## [Work to do]
Scale the records from their start through the line containing "0 L 90 40 L", copying every line including the requests, with each coordinate in the answers multiplied by 1.25 and rounded to a whole number, halves going up. Leave the numbers in the requests and their format samples unchanged.

---

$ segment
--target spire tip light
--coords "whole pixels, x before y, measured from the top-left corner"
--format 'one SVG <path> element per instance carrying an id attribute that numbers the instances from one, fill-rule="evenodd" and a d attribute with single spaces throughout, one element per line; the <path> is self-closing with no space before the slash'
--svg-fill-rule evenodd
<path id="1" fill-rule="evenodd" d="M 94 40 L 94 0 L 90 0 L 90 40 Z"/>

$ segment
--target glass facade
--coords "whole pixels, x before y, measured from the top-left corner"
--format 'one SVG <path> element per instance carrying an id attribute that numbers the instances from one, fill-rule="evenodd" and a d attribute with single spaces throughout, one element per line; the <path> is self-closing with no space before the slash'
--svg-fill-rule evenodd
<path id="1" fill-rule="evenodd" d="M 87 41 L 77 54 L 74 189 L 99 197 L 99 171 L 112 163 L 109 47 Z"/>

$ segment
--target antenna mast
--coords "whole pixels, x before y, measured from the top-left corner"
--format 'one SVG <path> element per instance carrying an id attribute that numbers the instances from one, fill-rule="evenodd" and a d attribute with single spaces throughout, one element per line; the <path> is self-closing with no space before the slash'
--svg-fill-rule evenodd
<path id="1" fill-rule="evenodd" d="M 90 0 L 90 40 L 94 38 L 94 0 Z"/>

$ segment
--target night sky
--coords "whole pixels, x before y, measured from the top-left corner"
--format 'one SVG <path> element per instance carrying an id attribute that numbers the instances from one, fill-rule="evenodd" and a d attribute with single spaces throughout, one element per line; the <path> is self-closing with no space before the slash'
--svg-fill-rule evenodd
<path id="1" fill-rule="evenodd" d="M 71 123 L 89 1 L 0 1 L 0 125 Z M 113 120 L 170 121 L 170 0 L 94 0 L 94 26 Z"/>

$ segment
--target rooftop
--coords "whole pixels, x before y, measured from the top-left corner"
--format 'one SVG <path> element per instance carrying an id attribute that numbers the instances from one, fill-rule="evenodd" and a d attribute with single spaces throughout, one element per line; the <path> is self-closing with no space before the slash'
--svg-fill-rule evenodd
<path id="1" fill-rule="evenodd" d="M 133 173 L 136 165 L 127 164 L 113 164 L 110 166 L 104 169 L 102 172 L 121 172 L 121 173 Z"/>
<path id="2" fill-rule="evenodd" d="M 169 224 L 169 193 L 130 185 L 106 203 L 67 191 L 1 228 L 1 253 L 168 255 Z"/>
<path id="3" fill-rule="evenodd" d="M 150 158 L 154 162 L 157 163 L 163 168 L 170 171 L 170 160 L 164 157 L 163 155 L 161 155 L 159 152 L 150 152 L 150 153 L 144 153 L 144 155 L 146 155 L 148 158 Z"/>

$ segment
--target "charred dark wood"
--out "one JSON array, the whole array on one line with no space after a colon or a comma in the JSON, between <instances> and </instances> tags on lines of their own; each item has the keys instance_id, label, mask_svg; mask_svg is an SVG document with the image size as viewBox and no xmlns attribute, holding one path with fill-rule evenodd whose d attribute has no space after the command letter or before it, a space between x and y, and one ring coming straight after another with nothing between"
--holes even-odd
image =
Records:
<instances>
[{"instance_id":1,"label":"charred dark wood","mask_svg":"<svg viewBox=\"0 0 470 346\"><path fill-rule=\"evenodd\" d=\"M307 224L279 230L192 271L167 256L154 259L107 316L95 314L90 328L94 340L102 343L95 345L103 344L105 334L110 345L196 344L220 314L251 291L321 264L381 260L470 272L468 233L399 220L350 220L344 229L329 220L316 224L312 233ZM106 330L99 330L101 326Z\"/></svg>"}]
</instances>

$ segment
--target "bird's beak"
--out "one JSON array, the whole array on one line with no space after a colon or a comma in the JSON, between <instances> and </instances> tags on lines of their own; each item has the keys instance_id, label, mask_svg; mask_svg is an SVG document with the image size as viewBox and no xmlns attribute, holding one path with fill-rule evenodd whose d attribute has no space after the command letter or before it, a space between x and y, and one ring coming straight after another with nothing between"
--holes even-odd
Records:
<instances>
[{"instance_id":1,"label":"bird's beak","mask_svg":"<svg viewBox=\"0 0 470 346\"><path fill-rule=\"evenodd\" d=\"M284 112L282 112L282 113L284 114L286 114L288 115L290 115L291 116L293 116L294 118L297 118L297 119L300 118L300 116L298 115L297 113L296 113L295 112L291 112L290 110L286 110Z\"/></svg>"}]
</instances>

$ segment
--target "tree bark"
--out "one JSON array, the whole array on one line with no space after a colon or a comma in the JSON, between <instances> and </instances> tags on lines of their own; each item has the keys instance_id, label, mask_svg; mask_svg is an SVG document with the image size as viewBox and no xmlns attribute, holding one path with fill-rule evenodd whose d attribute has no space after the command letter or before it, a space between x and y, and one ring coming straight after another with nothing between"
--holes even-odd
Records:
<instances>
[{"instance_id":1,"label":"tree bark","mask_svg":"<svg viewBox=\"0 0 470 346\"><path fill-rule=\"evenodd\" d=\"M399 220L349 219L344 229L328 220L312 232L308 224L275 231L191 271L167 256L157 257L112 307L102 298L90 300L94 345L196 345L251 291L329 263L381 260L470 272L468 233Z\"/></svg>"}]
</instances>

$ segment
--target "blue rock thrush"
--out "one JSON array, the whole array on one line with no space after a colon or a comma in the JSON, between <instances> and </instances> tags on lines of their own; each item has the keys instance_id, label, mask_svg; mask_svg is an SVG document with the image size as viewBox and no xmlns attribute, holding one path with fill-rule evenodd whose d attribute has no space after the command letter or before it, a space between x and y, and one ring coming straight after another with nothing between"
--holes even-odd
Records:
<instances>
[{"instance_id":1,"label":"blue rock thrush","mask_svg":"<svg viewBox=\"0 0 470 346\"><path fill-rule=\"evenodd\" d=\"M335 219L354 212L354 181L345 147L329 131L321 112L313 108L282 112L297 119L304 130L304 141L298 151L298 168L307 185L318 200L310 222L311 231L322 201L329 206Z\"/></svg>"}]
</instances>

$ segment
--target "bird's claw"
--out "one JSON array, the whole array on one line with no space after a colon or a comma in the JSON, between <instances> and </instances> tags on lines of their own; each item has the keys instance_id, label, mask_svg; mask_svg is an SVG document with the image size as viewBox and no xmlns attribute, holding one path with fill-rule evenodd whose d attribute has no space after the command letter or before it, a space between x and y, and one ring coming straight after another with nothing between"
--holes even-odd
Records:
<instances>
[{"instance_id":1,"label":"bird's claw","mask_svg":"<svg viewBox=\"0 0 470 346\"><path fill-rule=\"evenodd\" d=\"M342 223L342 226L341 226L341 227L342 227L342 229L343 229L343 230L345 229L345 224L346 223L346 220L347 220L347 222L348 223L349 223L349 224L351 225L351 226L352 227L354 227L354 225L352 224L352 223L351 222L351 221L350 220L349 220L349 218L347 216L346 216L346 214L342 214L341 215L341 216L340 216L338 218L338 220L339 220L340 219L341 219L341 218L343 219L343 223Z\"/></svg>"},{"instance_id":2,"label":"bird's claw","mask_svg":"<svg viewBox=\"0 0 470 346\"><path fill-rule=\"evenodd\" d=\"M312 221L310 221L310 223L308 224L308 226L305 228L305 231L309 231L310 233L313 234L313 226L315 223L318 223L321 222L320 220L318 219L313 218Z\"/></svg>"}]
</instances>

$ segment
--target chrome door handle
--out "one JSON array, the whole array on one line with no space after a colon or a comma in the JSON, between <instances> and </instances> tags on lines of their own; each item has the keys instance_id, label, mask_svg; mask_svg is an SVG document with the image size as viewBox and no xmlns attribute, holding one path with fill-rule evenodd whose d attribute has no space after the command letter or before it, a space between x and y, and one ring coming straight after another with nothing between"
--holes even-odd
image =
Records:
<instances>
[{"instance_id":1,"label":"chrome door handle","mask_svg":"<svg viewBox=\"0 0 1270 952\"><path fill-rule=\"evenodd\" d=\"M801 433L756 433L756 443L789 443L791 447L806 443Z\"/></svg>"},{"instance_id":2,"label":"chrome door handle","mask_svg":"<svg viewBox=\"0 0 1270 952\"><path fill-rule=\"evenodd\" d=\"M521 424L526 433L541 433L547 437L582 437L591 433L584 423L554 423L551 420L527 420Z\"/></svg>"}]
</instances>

---

## [Reply]
$ segment
--target spire tip light
--coords "whole pixels, x before y, measured from the top-left corner"
--format 'one SVG <path> element per instance carrying an id attribute that numbers the instances from one, fill-rule="evenodd" and a d attribute with single spaces throughout, one element per line; the <path> is self-closing with no space before the slash'
--svg-fill-rule evenodd
<path id="1" fill-rule="evenodd" d="M 118 50 L 118 0 L 113 0 L 113 50 Z"/>

$ segment
--target glass facade
--coords "whole pixels, x before y, measured from the top-left corner"
--format 'one SVG <path> element per instance carrying an id attribute that numbers the instances from one, fill-rule="evenodd" and a d attribute with single spaces throughout, one element per line; the <path> is self-closing with no space before the slash'
--svg-fill-rule evenodd
<path id="1" fill-rule="evenodd" d="M 109 51 L 96 68 L 93 236 L 124 246 L 124 214 L 140 204 L 136 59 Z"/>

$ segment
--target antenna mast
--coords "whole pixels, x before y, measured from the top-left corner"
--format 'one SVG <path> element per instance carrying an id attribute that numbers the instances from one, fill-rule="evenodd" and a d attribute with single spaces throughout, one element per line; the <path> is self-closing with no space before the slash'
--svg-fill-rule evenodd
<path id="1" fill-rule="evenodd" d="M 113 0 L 113 50 L 118 48 L 118 0 Z"/>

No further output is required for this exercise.